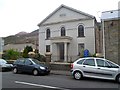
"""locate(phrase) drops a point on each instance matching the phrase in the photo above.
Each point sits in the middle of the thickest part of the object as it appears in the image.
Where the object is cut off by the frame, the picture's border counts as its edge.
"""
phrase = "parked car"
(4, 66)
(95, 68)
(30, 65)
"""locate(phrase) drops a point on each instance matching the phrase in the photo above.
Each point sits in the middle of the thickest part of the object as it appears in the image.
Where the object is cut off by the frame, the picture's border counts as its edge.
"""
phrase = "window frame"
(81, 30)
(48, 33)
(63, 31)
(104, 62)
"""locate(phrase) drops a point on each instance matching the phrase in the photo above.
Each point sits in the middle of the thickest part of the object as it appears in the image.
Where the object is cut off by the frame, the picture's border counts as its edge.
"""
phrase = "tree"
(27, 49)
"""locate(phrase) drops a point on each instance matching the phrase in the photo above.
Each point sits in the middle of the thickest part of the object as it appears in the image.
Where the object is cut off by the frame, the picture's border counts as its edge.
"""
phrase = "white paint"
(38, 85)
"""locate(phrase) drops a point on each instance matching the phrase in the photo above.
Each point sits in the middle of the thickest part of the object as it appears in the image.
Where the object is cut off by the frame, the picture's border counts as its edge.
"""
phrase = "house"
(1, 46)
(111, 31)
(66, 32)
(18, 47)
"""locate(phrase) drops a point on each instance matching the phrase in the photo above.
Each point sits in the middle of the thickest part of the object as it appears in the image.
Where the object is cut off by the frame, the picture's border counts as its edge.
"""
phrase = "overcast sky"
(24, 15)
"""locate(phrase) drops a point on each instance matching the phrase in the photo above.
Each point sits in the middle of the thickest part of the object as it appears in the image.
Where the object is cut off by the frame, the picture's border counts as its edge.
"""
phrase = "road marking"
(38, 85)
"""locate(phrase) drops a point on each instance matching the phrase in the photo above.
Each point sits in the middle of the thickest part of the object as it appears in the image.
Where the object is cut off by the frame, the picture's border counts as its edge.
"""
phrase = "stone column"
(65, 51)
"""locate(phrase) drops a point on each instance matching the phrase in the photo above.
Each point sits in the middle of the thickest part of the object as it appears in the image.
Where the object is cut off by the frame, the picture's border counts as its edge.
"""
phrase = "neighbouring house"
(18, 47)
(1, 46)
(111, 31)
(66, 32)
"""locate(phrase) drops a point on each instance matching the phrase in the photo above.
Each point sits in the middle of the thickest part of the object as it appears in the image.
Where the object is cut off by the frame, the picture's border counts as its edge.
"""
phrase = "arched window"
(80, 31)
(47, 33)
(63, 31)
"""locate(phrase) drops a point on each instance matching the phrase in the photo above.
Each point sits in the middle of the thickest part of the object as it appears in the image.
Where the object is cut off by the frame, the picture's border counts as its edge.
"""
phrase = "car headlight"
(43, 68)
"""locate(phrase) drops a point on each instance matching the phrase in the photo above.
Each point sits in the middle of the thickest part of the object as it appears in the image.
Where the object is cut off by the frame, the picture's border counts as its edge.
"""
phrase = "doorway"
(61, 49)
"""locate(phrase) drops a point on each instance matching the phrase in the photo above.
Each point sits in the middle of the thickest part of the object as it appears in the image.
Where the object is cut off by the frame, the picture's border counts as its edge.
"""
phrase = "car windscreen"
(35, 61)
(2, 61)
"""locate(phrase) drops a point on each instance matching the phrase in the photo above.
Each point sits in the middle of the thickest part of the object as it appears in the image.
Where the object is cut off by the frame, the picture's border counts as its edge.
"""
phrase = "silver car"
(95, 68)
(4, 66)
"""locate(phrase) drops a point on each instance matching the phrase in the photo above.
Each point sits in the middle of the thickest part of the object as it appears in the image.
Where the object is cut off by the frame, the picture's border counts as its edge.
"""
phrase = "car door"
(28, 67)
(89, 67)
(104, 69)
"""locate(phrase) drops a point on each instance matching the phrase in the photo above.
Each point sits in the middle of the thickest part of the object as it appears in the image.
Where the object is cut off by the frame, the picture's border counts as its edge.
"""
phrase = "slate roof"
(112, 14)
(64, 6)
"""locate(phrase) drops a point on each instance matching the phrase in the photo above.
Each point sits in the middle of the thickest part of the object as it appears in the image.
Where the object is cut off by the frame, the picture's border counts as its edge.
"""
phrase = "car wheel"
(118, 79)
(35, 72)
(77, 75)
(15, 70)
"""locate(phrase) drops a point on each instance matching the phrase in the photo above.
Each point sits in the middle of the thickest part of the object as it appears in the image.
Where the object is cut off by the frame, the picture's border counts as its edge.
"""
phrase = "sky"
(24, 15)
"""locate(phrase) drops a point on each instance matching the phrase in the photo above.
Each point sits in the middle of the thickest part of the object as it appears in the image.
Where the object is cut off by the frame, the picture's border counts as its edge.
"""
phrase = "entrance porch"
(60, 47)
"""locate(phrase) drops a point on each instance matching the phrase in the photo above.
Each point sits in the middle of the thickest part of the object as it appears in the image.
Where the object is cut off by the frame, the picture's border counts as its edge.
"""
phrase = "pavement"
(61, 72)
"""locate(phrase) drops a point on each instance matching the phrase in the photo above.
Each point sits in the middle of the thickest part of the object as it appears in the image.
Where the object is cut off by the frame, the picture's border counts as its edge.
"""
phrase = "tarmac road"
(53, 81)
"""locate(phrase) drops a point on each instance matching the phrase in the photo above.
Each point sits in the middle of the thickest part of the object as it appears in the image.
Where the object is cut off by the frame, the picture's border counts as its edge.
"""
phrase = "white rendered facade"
○ ○ ○
The records above need to be copied exactly, though not their pictures.

## Exercise output:
"""locate(phrase) drops a point on each instance matching the phrase in the photo above.
Each point sits in the middle of the thickest part of the object as it appears in the image.
Where the object is cut off by the frame, the picture's border counts as its edge.
"""
phrase = "parked car"
(4, 66)
(95, 68)
(30, 65)
"""locate(phrase) drops a point on each instance matching the phrase in the photo above.
Each point sits in the middle of the thickest part of the object as it appears in the image.
Where the object is cut off by the frame, the picture's border counts as its edge.
"""
phrase = "window frame"
(81, 30)
(48, 33)
(63, 31)
(104, 62)
"""locate(phrase) drops a point on each instance matching the phrase in the photo above.
Each point sits in the middle of the thickest part of the object as it appears in the image.
Where the object is cut off by the frame, the picture's border counts as its edge.
"""
phrase = "tree"
(27, 49)
"""locate(phrase) drops a point on each instance matching the phrase in the photo above.
Each point sits in the middle of the thickest part of the object as it appears in the image.
Where the object is cut off by the frame, the picture's border counts as its edge.
"""
phrase = "white paint"
(38, 85)
"""locate(phrase) drops a point on each instance matching the phrase in the photo above.
Each point sits in the middle of the thickest part of the object as it appears in the image.
Where the object is cut off by the frame, the picture's border counts as its edge.
"""
phrase = "house"
(1, 46)
(111, 31)
(66, 32)
(18, 47)
"""locate(phrase) drops a point on each instance matching the phrase in the photo above.
Each point sits in the middle of the thickest part of the object as it appears in the image.
Where the object is cut off by the frame, the picture's border counts as its edge.
"""
phrase = "overcast sky"
(24, 15)
"""locate(phrase) drops a point on each instance matching the phrase in the photo above.
Each point sits in the middle of the thickest part of the object as it appears in the image.
Where the object is cut off by the frame, the picture's border counts as its edge.
"""
phrase = "road marking"
(38, 85)
"""locate(phrase) drops a point on each instance matching the phrase in the photo above.
Each point sits in the middle of the thickest part of the object as it appears in the image.
Where the object is cut off by the frame, the picture's border counts as its edge.
"""
phrase = "stone column"
(65, 51)
"""locate(phrase) drops a point on each instance matching the phrase in the photo above.
Each point sits in the middle of the thickest part of the object as it appears in the image.
Where the object is cut off by the frame, the picture's border counts as its edge.
"""
phrase = "neighbouring house"
(18, 47)
(1, 46)
(111, 31)
(66, 32)
"""locate(phrase) drops a point on each instance matching the phrase in the photo above.
Each point sits in the middle of the thickest part of the object as it appears in the image.
Where the object is cut off by the frame, the picture's border counts as its edge.
"""
phrase = "arched window"
(80, 31)
(47, 33)
(63, 31)
"""locate(phrase) drops a point on each instance matching the phrase in the photo above.
Each point sits in the middle of the thickest part of the object as it appears in the image.
Where the object is cut off by the frame, the picture's border counts as its edge.
"""
phrase = "car headlight"
(43, 68)
"""locate(phrase) drops a point on each instance matching the phrase in the photo above.
Each point sits in the middle of the thickest part of the object as it appears in the image.
Where the object is cut off by the frame, the picture's border counts as its edge.
"""
phrase = "doorway"
(61, 49)
"""locate(phrase) drops a point on each instance matching the phrase in the photo above.
Each point sits in the middle of the thickest part of the object as it appears in the image.
Where the object is cut off by the frame, the picture's border counts as its edge.
"""
phrase = "car windscreen"
(35, 61)
(2, 61)
"""locate(phrase) drops a point on each instance matching the phrase in the photo above.
Each point sits in the middle of the thickest part of the object as it appears in the image.
Where the object is cut off by the frame, the picture's border counts as its edge.
"""
phrase = "silver car"
(95, 68)
(4, 66)
"""locate(phrase) drops a point on each instance matching the phrase in the photo above.
Each point sits in the middle of the thickest part of the object as it appears in the image.
Where the object is cut off by the frame, the picture's border counts as its edge.
"""
phrase = "car door"
(28, 67)
(89, 67)
(104, 69)
"""locate(phrase) drops a point on each instance matching the phrase in the photo above.
Each point sits in the middle of the thickest part of the object as it appears in the image.
Where the object is cut off by the frame, the picture's border counts as its edge.
"""
phrase = "slate roof"
(112, 14)
(64, 6)
"""locate(phrase) drops a point on each instance matching the phrase in the photo above.
Each point sits in the middle of the thickest part of the object as it appears in the image.
Where the object is cut off by the frame, the picture's border counts as its edge.
"""
phrase = "car wheel"
(118, 79)
(35, 72)
(77, 75)
(15, 70)
"""locate(phrase) drops a point on each instance matching the phrase in the photo above.
Each point sits in the middle of the thickest part of the object as it appears in the image.
Where the object is cut off by the frame, the picture's border counts as its edge.
"""
phrase = "sky"
(24, 15)
"""locate(phrase) drops a point on each instance matching the phrase in the photo above.
Each point sits in the middle of the thickest part of the object as it appears in the image.
Where the object is cut off by the frame, the picture's border counts as its edge.
"""
phrase = "entrance porch"
(60, 47)
"""locate(phrase) drops a point on each instance matching the phrase in the photo above.
Each point sits in the middle of the thickest part of the object as it appears in the image.
Where the object is cut off by the frame, the picture's border counts as its edge.
"""
phrase = "pavement"
(61, 72)
"""locate(phrase) drops a point on each instance matching the phrase in the photo above.
Each point sits in the middle of the thickest part of the object as it appears in the image.
Where the object is cut off by the frame, the picture's border counts as its edge.
"""
phrase = "tarmac road"
(53, 81)
"""locate(phrase) drops a point on each instance matching the phrase in the photo above.
Each point sits in the middle of the thickest part of the object as it appears in the image.
Where the object is cut off by the frame, the picture's border counts as its edge.
"""
phrase = "white rendered facade"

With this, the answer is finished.